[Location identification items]
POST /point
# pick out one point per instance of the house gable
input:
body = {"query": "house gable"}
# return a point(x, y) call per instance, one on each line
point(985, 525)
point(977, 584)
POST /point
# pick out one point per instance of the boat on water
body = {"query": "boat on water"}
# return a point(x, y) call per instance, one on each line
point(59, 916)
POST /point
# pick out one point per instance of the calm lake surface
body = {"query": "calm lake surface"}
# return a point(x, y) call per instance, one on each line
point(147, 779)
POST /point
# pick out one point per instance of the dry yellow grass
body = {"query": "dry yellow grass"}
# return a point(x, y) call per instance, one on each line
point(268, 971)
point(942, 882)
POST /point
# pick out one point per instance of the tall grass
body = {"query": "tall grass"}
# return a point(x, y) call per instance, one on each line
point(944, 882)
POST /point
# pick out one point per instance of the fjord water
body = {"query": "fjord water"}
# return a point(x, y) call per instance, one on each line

To do: Scale the listing above by reproducing every line, requests included, with each point coordinate in the answers multiplied by 1.3 and rounded to a whole number, halves rounded up. Keep the numbers in the requests and their format samples as they are.

The result:
POST /point
# pick out one point per instance of the house gable
input:
body = {"query": "house gable"}
# return a point(x, y) call per instance, one on each line
point(1281, 683)
point(1270, 759)
POST /point
# pick out one point per instance of the boat on water
body = {"query": "boat on water"}
# return a point(x, y) call per instance, one on each line
point(77, 1191)
POST /point
# pick out one point per instance of the calm lake surface
body = {"query": "calm lake surface"}
# return a point(x, y) call per instance, one on each line
point(191, 1013)
POST /point
# pick out one point per instance of the dry yellow grass
body = {"query": "dry yellow grass"}
# return a point(x, y) call per instance, one on each line
point(348, 1262)
point(1225, 1147)
POST /point
# pick out one point per instance of the tall grass
body = {"query": "tall grass"}
# return a point(x, y) call per instance, one on each line
point(1227, 1147)
POST /point
# pick out one point per instance of the fjord water
body = {"query": "fjord water"}
# return a point(x, y) call per instance, one on each line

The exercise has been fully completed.